- **Exercise aim**
Reproduce exactly the lines from the one containing "Report the location of every instance of the gray" through the last line of the records below, both included, and nothing else.

========

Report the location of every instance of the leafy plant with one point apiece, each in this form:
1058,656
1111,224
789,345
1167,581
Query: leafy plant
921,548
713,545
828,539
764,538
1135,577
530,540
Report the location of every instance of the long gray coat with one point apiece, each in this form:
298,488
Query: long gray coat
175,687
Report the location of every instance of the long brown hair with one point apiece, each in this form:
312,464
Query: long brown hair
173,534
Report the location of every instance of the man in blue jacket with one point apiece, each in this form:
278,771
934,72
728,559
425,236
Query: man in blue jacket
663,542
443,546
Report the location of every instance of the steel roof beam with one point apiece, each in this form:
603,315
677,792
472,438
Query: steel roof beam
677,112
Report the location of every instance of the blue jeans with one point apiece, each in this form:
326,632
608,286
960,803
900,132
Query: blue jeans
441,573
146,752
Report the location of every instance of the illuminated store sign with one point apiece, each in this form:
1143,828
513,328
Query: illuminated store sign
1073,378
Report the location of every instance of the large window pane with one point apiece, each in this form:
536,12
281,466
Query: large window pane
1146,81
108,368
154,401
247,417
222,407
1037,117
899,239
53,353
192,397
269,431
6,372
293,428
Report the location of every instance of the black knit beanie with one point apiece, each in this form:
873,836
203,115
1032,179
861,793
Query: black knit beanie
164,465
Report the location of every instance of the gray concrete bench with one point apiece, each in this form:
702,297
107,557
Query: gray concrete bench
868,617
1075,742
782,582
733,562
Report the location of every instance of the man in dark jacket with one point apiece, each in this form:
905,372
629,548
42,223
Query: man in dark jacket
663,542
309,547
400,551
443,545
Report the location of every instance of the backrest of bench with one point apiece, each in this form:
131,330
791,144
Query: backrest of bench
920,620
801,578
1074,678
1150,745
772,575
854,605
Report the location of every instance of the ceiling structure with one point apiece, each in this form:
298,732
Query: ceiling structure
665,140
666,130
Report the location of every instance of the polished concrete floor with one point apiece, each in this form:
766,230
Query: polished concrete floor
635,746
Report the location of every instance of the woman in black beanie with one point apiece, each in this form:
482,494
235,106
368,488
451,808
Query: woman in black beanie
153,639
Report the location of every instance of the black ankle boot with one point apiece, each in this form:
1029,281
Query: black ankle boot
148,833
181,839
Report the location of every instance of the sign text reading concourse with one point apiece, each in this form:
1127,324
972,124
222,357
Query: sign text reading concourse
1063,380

========

- **Solution**
Report the location of every instance of the gray concrete bench with one point apiece, each in this form:
702,297
107,557
Query: gray concrete bench
868,617
1075,742
782,582
733,562
Report the location of every instance of the man in dark jacket with one point apiece, each in this form:
905,372
629,548
42,223
Query: man in dark jacket
663,542
309,547
400,551
443,545
Report the location of every instance of the backrest of bench with one point apiece, each in this form:
131,330
791,144
Query: backrest of bench
920,620
801,578
1074,678
1150,745
772,575
854,605
Report the location of every instance of the ceiling structure with one point apiece, each in this form:
298,732
Query: ceiling structure
665,140
666,130
Report the location of every instance of the polished concrete floor with one point apiece, each in this form:
766,230
Query: polished concrete floor
635,746
Report the location of every instance of the woman in black beanie with one point apiece, each in this form:
482,494
235,106
368,488
451,808
Query: woman in black beanie
153,639
Report the location of every instance of the black ankle boot with one point apiece, each in this form:
1029,281
Query: black ankle boot
148,833
181,839
Report the location of every instance of the sign text reading concourse with one point apiece, each in this form:
1127,324
972,124
222,357
Query: sign text reading concourse
1063,380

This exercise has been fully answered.